(Point labeling data from photos)
-- Start --

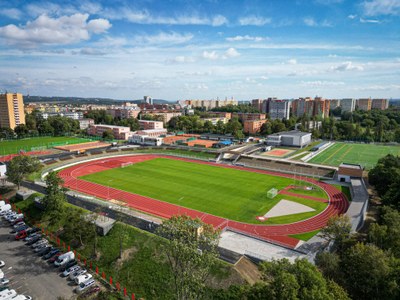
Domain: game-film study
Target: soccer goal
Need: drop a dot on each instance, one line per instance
(123, 165)
(272, 193)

-- End --

EXERCISE: Rewrite the items with "soccer goal" swapped for "football goal" and everything else left as it is. Omit the pictures.

EXERCISE ANSWER:
Domain: game-film study
Target: football goal
Need: drop a dot on each instance, one line per instance
(123, 165)
(272, 193)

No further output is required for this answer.